▶ _What you have to do_:
Locate "of the shadow" in the listing below, then output the line holding it and every line after it, exactly and with nothing else.

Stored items
-----

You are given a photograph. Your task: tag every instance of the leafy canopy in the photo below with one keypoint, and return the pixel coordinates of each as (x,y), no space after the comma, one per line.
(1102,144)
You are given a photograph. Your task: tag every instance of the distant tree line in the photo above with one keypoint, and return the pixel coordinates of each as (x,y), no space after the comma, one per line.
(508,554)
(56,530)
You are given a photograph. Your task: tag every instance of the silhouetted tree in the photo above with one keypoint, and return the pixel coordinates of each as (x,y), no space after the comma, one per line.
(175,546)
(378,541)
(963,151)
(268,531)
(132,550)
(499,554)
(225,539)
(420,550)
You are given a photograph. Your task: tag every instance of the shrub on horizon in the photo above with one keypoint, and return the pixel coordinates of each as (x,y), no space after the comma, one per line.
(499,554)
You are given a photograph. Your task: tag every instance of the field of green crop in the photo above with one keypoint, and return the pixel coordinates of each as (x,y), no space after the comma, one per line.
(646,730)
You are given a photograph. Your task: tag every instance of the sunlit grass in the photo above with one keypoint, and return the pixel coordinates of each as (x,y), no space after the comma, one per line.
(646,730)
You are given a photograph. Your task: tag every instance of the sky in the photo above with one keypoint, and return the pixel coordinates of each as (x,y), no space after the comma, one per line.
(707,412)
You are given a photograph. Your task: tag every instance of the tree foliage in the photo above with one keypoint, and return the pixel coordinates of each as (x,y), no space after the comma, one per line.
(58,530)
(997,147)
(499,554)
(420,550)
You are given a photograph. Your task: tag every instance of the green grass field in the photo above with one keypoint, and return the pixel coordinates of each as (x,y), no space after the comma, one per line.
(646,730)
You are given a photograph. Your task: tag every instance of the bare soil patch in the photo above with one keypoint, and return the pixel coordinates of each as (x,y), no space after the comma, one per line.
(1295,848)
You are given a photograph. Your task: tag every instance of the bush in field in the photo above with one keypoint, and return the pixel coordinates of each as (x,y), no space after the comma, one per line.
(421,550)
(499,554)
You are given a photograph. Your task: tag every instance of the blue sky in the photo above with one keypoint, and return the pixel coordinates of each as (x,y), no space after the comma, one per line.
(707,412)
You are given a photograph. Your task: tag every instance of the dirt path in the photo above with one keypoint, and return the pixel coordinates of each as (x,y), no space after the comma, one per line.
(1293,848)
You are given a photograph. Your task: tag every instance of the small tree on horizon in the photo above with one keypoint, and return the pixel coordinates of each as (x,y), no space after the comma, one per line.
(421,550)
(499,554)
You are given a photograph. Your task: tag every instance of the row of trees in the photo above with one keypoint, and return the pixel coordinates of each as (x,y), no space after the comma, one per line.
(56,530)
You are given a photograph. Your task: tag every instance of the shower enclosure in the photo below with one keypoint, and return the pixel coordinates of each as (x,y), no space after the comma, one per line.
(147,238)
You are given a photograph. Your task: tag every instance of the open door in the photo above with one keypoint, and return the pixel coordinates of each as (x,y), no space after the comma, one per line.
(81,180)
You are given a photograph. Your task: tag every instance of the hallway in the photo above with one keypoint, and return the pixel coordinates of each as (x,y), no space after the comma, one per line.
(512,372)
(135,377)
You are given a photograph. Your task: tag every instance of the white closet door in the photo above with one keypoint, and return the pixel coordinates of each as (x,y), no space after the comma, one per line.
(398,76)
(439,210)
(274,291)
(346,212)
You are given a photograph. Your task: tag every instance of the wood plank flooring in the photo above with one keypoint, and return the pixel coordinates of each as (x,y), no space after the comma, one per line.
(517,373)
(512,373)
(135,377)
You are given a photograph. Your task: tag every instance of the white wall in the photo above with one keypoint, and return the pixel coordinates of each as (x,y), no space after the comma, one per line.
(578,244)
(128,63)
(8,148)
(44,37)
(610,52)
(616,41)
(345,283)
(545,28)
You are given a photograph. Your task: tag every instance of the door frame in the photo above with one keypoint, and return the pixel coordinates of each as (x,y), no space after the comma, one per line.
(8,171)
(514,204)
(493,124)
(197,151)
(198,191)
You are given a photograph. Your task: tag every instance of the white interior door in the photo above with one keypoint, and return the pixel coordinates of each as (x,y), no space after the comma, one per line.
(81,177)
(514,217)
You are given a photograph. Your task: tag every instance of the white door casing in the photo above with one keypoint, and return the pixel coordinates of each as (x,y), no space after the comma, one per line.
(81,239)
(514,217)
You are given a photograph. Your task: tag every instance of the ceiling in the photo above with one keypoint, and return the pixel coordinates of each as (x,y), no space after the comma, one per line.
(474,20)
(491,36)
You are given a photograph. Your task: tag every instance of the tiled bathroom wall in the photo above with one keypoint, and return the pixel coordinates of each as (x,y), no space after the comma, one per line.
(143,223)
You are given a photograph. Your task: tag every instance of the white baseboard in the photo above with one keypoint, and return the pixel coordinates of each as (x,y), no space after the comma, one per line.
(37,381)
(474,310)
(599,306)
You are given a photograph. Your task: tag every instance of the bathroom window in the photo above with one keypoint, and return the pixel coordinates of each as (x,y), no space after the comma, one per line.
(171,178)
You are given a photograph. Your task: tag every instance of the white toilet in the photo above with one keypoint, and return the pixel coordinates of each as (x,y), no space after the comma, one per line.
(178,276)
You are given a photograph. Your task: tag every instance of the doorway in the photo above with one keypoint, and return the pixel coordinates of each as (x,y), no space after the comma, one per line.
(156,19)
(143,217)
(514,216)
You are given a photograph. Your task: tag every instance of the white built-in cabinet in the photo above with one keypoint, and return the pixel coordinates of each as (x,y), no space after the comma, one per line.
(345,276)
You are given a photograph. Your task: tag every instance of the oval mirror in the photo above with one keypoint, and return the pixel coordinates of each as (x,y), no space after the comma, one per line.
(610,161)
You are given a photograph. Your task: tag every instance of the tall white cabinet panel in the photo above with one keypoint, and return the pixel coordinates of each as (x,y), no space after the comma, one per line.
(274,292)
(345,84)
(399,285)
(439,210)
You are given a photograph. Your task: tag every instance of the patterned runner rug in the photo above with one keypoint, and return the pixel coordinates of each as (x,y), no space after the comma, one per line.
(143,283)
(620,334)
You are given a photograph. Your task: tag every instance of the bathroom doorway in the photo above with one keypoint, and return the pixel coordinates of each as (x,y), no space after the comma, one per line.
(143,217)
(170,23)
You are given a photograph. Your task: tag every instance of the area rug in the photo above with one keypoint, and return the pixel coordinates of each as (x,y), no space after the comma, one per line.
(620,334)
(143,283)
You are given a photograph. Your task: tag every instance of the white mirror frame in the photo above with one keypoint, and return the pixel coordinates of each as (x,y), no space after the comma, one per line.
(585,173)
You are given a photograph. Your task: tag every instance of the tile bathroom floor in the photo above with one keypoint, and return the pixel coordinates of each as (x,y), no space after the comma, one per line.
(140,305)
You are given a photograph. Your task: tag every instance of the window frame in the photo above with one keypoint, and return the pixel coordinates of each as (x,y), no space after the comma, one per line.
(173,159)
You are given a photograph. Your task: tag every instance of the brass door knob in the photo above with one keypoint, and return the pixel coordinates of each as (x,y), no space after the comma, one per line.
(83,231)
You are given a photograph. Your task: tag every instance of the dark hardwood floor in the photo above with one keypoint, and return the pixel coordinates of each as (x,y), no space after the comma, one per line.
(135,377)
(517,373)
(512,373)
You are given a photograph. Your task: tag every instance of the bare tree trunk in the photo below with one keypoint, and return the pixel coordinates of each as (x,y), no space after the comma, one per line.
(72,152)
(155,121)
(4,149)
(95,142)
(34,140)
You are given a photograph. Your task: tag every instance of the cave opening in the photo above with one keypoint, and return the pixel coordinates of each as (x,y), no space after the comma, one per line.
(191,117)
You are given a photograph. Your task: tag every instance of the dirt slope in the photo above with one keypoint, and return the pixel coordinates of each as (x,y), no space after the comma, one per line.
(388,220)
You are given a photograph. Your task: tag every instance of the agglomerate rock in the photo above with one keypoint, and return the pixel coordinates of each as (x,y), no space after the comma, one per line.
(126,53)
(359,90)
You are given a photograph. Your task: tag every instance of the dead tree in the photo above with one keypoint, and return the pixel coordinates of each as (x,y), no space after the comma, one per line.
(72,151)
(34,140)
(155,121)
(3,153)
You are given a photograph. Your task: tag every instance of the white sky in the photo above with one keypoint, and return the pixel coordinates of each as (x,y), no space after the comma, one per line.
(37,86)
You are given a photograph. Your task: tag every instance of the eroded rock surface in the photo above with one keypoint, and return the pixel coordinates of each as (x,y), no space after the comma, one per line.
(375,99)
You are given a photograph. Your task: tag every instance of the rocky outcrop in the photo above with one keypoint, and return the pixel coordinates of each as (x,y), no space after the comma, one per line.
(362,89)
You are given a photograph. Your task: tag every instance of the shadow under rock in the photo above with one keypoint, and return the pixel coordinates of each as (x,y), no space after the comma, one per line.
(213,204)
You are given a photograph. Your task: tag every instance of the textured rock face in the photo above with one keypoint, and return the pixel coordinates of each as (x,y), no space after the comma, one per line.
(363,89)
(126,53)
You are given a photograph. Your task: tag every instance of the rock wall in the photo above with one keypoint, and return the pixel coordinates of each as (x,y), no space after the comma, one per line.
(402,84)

-----

▶ _Complete response_:
You are given a photograph. Your task: tag every instance of the shadow under rock in the photo above with one keypoint, and return the pixel coordinates of each as (x,y), no space after the comma, one per line.
(213,204)
You are given a photograph. Your task: tag every instance of the textured rock face in the photo above with one keypoint, and return the pixel coordinates of each as (x,y), no space after the comma, one per line.
(363,89)
(126,53)
You are given a photograph. Your task: tag every instance of the rock wall in the photo above with one keypoint, and return the pixel coordinates of each as (x,y), no space after the comma, one per line.
(402,84)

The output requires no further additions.